Dataset extract:
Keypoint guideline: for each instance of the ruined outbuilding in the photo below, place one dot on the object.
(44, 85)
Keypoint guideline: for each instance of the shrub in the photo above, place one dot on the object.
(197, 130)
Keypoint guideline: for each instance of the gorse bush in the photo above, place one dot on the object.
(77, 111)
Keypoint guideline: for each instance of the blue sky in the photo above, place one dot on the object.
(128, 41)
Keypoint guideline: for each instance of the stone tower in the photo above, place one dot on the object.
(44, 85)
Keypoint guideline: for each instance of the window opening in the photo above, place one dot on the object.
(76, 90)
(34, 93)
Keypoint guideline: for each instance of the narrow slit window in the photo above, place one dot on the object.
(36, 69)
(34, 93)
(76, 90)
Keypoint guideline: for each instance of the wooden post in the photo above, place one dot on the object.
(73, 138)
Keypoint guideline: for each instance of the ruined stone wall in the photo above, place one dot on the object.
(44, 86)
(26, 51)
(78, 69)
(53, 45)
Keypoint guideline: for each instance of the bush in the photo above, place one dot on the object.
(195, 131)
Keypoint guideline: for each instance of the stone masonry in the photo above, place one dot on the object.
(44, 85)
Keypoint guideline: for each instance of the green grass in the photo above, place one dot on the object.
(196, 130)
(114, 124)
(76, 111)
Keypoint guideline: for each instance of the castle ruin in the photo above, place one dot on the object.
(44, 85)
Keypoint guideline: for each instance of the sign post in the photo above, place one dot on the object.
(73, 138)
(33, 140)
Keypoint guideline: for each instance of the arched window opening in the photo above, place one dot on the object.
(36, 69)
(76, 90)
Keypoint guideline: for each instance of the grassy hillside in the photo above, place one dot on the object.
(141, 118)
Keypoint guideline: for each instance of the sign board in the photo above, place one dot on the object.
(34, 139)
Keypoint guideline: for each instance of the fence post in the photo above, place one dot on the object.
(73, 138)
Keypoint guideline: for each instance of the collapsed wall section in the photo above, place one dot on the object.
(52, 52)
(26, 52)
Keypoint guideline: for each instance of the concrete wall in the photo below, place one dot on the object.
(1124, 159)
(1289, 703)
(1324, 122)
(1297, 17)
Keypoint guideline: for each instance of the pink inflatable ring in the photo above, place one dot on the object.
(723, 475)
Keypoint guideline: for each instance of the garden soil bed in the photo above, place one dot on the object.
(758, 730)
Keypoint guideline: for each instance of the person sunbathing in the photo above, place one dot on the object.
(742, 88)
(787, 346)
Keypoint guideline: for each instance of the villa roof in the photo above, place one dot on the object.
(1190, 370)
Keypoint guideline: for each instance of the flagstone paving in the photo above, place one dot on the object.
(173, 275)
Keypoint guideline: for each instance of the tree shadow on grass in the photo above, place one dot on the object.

Exercise brief: Rewrite the stretch from the line containing "Keypoint guideline: for each instance of the flagstone" through the end of the records, substituting "stone paving" for "flagstone paving" and leaving everything else unchanged.

Response for this exercise:
Keypoint guideline: for each instance of the stone paving in the photo above, place one dot on the object.
(173, 275)
Keypoint guideline: for each instance of the tree shadow on grass in the photo above, place one dot on the object.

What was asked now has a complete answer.